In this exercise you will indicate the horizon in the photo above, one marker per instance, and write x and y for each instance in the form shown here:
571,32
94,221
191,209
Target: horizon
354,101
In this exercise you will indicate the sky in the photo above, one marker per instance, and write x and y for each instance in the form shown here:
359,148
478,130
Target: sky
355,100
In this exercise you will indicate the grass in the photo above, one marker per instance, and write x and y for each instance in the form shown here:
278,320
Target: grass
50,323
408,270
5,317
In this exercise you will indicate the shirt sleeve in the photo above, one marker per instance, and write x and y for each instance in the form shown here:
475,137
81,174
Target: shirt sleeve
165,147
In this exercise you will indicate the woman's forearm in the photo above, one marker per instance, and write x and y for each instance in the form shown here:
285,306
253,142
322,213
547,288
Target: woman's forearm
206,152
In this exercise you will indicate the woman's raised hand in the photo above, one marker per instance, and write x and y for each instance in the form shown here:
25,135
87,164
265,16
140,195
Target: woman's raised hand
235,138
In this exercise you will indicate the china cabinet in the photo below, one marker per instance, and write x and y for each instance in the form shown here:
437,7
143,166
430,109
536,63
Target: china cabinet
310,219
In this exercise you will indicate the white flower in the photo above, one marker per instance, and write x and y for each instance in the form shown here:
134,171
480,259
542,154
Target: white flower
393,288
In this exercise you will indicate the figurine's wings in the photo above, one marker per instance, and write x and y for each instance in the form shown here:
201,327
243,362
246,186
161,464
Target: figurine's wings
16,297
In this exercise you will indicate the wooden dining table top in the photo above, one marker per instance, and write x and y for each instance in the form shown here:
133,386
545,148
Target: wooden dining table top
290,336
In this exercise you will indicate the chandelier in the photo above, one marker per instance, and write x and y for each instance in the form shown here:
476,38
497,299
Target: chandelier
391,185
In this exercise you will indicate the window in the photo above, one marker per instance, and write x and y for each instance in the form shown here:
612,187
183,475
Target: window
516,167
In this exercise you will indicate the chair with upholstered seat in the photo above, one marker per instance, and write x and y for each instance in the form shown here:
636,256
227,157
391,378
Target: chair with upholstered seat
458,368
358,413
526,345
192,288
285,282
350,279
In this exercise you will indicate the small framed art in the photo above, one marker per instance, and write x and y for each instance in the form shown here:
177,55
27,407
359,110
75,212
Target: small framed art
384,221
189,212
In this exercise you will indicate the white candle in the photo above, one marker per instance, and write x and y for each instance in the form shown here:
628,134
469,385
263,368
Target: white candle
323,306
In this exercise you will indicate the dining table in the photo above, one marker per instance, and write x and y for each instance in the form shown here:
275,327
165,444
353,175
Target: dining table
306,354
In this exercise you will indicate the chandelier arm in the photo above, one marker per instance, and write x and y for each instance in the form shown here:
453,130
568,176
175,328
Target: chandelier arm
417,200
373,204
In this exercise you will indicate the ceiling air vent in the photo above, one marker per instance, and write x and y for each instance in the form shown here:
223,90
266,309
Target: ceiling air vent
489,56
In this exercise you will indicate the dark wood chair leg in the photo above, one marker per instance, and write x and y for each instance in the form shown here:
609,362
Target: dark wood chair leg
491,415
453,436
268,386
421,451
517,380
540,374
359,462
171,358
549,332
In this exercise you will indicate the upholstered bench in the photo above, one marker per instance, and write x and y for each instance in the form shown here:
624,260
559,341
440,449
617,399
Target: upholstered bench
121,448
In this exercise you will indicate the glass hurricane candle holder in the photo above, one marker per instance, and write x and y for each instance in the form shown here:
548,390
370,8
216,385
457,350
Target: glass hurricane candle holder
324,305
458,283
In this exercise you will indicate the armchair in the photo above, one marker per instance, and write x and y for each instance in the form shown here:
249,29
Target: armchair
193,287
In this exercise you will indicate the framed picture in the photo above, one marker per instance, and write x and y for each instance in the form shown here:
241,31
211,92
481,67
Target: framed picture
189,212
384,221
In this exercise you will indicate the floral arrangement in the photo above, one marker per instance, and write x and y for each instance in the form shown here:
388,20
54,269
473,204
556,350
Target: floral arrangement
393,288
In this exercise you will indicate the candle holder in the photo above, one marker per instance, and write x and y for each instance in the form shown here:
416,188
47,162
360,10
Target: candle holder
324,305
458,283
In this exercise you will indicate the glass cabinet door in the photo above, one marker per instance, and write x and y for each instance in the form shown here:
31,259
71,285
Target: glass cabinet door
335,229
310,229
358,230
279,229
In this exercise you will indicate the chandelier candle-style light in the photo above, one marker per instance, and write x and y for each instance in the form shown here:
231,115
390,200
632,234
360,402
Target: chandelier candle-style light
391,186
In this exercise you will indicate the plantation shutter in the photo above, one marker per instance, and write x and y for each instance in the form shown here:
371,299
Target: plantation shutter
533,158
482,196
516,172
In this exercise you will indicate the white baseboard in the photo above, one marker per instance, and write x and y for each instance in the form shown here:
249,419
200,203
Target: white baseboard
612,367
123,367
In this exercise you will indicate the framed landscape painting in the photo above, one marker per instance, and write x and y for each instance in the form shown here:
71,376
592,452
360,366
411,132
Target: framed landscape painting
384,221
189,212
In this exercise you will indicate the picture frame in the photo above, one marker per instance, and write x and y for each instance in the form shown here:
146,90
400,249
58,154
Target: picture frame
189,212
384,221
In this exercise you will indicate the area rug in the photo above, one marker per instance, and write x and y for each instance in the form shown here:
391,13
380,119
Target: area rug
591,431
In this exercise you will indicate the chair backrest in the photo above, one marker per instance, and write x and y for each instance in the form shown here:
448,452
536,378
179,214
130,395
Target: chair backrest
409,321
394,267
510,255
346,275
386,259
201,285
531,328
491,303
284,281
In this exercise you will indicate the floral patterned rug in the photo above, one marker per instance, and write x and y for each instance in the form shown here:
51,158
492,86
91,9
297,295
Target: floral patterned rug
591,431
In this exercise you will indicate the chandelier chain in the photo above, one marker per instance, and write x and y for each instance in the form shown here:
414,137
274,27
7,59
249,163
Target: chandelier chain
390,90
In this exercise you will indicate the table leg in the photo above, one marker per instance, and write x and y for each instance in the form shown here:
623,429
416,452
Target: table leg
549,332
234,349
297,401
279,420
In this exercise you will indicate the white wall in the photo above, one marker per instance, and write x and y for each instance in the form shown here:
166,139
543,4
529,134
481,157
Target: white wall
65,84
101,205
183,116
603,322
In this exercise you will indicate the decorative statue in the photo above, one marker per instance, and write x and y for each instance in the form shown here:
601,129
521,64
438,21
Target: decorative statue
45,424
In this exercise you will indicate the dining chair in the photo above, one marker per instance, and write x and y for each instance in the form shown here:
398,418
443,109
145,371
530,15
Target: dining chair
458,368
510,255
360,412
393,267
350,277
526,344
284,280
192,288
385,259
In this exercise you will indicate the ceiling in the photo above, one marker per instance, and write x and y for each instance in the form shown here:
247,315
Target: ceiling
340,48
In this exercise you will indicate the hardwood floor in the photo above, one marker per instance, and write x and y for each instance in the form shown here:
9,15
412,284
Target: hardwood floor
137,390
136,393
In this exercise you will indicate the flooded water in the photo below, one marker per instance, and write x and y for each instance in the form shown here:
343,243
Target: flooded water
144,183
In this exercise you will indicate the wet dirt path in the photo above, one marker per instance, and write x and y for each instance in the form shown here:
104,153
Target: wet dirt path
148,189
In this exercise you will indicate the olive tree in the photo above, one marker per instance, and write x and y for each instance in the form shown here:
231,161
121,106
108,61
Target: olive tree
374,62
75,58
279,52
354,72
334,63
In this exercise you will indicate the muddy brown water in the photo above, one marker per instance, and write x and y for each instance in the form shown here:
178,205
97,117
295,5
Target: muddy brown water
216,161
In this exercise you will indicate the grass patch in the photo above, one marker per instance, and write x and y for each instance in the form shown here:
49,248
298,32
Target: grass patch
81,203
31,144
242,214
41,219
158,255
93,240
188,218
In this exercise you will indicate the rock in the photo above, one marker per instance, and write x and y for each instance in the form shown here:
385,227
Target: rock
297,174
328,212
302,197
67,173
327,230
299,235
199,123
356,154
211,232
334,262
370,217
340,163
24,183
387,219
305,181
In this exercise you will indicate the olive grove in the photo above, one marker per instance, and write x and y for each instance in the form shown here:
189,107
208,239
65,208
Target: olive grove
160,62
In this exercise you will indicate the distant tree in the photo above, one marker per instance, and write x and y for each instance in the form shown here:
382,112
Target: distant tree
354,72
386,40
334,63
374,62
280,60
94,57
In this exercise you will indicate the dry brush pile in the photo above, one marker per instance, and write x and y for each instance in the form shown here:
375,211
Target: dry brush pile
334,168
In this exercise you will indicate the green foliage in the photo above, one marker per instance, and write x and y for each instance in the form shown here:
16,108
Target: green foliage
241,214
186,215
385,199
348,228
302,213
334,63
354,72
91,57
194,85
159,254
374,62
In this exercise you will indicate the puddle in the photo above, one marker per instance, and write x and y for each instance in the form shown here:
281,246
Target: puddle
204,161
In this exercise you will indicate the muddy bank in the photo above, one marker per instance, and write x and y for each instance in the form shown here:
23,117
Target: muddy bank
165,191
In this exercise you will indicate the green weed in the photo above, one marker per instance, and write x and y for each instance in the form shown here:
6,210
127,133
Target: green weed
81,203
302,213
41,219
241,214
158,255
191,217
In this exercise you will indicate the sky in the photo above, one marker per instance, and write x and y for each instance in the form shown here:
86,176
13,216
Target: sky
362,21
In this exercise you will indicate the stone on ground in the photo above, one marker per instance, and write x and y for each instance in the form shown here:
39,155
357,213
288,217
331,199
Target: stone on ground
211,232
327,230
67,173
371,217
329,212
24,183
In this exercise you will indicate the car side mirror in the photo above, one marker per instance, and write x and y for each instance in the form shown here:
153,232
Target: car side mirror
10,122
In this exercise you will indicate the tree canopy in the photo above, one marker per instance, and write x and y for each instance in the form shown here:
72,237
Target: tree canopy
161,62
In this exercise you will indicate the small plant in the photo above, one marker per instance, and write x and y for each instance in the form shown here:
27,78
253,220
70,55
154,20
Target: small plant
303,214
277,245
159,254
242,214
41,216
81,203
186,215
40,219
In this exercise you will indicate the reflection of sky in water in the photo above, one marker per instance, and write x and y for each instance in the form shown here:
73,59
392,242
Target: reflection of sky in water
··········
- **Assignment**
When a line in the data above contains the string "reflection", copy that line.

- **Solution**
In this exercise you will indicate the reflection of sky in water in the photo above, one marker per instance, and write x and y for each instance in the form shown here:
Target: reflection of sky in water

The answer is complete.